Set down exactly, and only, the lines from the one with "Where can the storefront" to the final line of the entries, both included.

## Point-based annotation data
___
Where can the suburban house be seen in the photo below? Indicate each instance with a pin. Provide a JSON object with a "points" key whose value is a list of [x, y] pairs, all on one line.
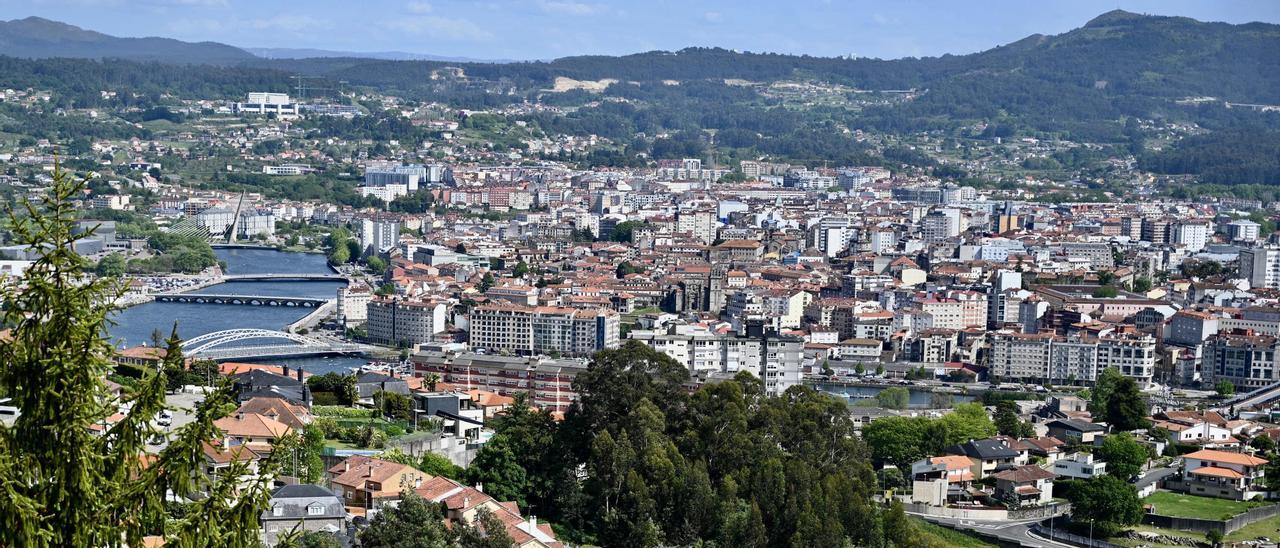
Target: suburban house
{"points": [[1075, 430], [1079, 466], [1223, 474], [302, 508], [1206, 428], [987, 456], [259, 383], [370, 383], [938, 480], [255, 430], [462, 505], [370, 483], [1024, 485], [292, 415], [222, 461], [1047, 447]]}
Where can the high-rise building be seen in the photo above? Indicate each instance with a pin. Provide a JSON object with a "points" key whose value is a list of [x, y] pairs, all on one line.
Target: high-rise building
{"points": [[408, 323], [1242, 231], [543, 329], [1261, 265], [379, 234], [1192, 233]]}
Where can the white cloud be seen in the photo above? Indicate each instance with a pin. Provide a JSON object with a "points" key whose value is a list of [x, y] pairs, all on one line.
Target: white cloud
{"points": [[289, 23], [439, 27], [571, 8], [293, 24], [196, 3]]}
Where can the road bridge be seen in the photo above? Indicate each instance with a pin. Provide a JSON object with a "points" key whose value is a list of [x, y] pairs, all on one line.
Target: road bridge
{"points": [[247, 300], [284, 277], [264, 343]]}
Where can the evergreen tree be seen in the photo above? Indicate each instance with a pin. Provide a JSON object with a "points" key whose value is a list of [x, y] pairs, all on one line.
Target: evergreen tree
{"points": [[415, 523], [64, 484]]}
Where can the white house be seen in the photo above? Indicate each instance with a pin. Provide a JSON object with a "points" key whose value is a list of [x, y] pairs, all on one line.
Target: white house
{"points": [[1079, 466]]}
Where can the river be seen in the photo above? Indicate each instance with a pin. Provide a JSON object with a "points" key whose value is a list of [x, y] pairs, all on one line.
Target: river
{"points": [[135, 325]]}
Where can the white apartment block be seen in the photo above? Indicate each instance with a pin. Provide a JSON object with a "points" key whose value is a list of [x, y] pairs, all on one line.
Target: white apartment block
{"points": [[776, 360], [1261, 265], [1192, 233], [1133, 355], [543, 329], [379, 234], [353, 304]]}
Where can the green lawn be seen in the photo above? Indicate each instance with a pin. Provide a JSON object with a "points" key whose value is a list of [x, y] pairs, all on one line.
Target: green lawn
{"points": [[1269, 528], [938, 535], [1179, 505]]}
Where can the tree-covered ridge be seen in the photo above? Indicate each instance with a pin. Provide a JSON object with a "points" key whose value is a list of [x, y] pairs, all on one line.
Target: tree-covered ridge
{"points": [[76, 469], [640, 461]]}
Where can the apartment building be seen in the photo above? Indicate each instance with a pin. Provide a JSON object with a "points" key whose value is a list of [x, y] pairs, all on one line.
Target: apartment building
{"points": [[400, 322], [548, 382], [776, 360], [353, 304], [543, 329], [1246, 361]]}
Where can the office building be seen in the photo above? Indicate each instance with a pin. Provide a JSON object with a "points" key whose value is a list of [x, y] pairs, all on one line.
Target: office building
{"points": [[543, 329]]}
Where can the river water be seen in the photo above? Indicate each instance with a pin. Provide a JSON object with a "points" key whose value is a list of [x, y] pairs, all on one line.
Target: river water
{"points": [[135, 325]]}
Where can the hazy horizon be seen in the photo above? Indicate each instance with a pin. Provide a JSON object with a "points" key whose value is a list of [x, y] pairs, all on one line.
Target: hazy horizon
{"points": [[533, 30]]}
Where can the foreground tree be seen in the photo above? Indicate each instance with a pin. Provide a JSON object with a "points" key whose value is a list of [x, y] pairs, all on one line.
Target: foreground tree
{"points": [[71, 478], [415, 523], [1123, 455], [1109, 502]]}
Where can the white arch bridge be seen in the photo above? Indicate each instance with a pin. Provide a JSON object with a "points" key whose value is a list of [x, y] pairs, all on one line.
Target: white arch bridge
{"points": [[259, 343]]}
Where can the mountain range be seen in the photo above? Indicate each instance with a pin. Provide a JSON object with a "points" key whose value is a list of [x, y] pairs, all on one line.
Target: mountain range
{"points": [[1116, 65]]}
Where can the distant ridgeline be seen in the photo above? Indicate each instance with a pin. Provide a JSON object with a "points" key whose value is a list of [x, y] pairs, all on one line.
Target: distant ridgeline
{"points": [[1083, 85]]}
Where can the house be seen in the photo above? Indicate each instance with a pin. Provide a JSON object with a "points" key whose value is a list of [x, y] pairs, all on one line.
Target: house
{"points": [[260, 383], [1024, 485], [277, 409], [302, 508], [1047, 447], [490, 402], [1079, 465], [1075, 430], [220, 461], [255, 430], [462, 505], [1022, 447], [986, 456], [1223, 474], [1196, 432], [371, 483], [938, 480], [370, 383]]}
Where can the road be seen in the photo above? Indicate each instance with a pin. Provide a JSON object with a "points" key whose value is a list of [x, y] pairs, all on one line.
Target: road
{"points": [[1014, 531], [1153, 475], [183, 407]]}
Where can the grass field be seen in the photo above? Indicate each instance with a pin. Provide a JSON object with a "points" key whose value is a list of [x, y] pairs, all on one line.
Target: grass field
{"points": [[933, 535], [1189, 506]]}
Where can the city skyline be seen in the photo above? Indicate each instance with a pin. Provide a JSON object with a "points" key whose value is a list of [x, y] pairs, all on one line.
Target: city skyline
{"points": [[530, 30]]}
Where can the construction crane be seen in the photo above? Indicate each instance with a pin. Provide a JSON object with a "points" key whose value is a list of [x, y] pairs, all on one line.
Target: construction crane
{"points": [[231, 229]]}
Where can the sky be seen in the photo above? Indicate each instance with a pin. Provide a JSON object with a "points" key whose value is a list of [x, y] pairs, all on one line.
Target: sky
{"points": [[554, 28]]}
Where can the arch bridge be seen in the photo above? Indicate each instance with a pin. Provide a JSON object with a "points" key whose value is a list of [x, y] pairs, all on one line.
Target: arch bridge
{"points": [[231, 345]]}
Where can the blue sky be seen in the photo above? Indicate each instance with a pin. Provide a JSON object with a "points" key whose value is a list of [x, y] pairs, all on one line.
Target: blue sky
{"points": [[552, 28]]}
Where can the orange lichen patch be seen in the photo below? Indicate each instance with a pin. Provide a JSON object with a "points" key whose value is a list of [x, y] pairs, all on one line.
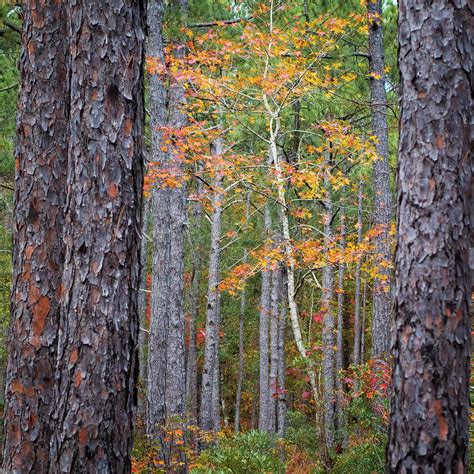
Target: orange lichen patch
{"points": [[83, 436], [17, 386], [40, 311], [33, 294], [127, 127], [112, 190], [78, 378], [30, 391], [439, 142], [437, 406], [74, 355], [29, 251]]}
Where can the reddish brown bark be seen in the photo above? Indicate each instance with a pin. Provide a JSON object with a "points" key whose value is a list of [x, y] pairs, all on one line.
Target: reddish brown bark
{"points": [[429, 425], [40, 195]]}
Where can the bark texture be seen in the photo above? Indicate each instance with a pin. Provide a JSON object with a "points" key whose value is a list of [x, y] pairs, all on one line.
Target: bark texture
{"points": [[167, 358], [263, 340], [381, 183], [210, 374], [340, 325], [97, 364], [191, 362], [429, 414], [281, 397], [274, 352], [328, 365], [40, 196], [357, 325]]}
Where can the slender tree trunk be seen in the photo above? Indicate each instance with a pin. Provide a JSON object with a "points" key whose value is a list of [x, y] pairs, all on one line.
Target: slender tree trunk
{"points": [[191, 366], [429, 424], [328, 366], [340, 325], [97, 365], [381, 183], [240, 377], [166, 360], [264, 392], [362, 329], [274, 350], [281, 399], [210, 377], [357, 329], [38, 253]]}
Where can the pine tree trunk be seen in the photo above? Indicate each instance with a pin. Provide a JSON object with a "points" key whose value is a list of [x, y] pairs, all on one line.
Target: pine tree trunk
{"points": [[363, 325], [38, 253], [97, 366], [429, 425], [281, 399], [340, 325], [381, 183], [240, 376], [276, 292], [357, 328], [191, 365], [210, 378], [142, 307], [166, 361], [328, 365], [264, 388]]}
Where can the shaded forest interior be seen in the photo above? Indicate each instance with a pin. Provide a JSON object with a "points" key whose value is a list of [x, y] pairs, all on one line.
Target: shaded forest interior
{"points": [[235, 236]]}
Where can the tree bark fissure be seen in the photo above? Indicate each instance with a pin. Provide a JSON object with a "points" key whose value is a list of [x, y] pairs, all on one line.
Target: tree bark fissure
{"points": [[429, 424]]}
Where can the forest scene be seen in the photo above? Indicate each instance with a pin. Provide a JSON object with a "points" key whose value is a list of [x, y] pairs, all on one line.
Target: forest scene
{"points": [[236, 236]]}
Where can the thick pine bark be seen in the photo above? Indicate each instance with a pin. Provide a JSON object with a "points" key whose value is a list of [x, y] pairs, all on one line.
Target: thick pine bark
{"points": [[40, 196], [97, 364], [381, 183], [142, 307], [210, 374], [281, 398], [263, 340], [429, 415], [166, 361]]}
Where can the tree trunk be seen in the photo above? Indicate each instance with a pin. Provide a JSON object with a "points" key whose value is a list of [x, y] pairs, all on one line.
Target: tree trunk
{"points": [[274, 350], [97, 365], [191, 365], [142, 307], [362, 328], [210, 373], [328, 364], [340, 325], [381, 183], [38, 253], [240, 377], [429, 425], [281, 399], [264, 387], [166, 373], [357, 329]]}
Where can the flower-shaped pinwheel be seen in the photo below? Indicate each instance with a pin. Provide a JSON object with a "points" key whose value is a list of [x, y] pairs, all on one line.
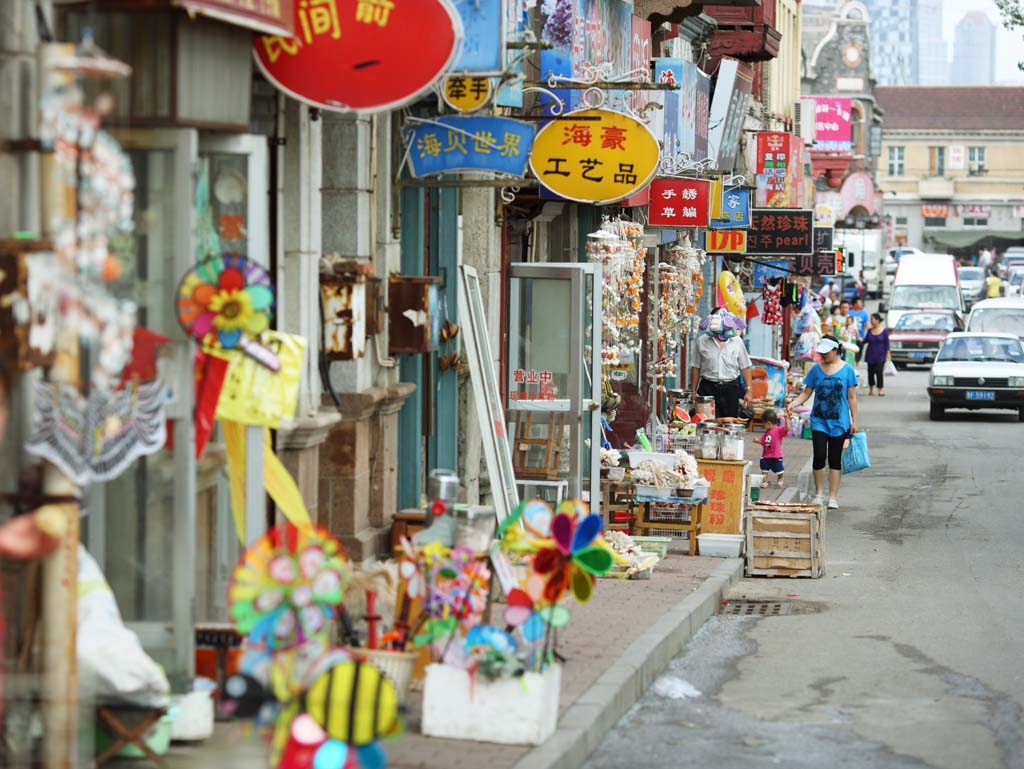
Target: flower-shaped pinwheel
{"points": [[572, 561], [526, 612], [224, 301], [287, 586]]}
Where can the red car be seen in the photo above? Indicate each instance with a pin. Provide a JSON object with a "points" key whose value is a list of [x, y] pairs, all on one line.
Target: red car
{"points": [[918, 336]]}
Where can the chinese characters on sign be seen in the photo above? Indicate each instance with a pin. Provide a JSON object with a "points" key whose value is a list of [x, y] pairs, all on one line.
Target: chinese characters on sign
{"points": [[678, 203], [466, 94], [470, 143], [594, 156], [780, 231], [523, 380], [354, 54], [735, 210], [833, 126]]}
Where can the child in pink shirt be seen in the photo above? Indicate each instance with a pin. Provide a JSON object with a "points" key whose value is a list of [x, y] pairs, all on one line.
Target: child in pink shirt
{"points": [[771, 442]]}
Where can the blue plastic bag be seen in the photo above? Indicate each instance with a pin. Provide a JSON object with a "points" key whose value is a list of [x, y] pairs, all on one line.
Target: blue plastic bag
{"points": [[855, 457]]}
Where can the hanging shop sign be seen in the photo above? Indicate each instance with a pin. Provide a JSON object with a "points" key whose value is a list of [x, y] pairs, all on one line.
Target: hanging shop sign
{"points": [[483, 43], [679, 203], [728, 108], [267, 16], [780, 231], [595, 156], [833, 127], [355, 54], [726, 242], [816, 264], [466, 94], [470, 143], [734, 209], [823, 239]]}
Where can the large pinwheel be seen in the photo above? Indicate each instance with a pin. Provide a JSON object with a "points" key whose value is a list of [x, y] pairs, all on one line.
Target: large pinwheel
{"points": [[571, 561], [288, 585]]}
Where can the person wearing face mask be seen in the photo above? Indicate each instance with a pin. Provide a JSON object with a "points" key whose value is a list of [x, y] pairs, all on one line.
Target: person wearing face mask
{"points": [[720, 360], [834, 418]]}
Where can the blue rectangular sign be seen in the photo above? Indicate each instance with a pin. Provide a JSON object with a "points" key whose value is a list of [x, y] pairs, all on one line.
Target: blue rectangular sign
{"points": [[735, 210], [483, 37], [470, 143]]}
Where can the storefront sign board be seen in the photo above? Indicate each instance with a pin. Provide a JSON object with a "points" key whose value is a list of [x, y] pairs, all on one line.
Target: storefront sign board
{"points": [[735, 210], [466, 93], [595, 156], [267, 16], [726, 242], [679, 203], [834, 129], [483, 37], [781, 231], [356, 55], [470, 143]]}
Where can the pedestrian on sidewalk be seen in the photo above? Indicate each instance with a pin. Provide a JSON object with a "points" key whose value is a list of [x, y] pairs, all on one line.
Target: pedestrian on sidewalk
{"points": [[834, 418], [877, 354], [771, 449]]}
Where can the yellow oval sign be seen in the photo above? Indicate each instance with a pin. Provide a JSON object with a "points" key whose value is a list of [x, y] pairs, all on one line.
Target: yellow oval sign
{"points": [[465, 93], [595, 156]]}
___
## Written solution
Where can the storefront sign board be seen in the photo above? Indicate each instance with a pin. Provide a JSON object with a "points" key whose value is a list of [x, y] pairs, all on one line.
Target: storefront sign board
{"points": [[735, 210], [466, 93], [595, 156], [267, 16], [726, 242], [679, 203], [834, 129], [483, 37], [781, 231], [356, 55], [470, 143]]}
Where can the pedestrian on sidewalk be seen in the photo above? Indicate each instance with a pin. Provide a JSON object with a "points" key whose value is a list of [x, y] pairs, all on one line.
Target: pedestrian on sidewalk
{"points": [[834, 418], [877, 354], [771, 449]]}
Where can the yellow oval sign be seen in the photo above? Indicate each instance with a pin. Provide a JSON object with a "points" key whose value is a list of [x, y] pairs, all on one line.
Target: yellow oval sign
{"points": [[465, 93], [595, 156]]}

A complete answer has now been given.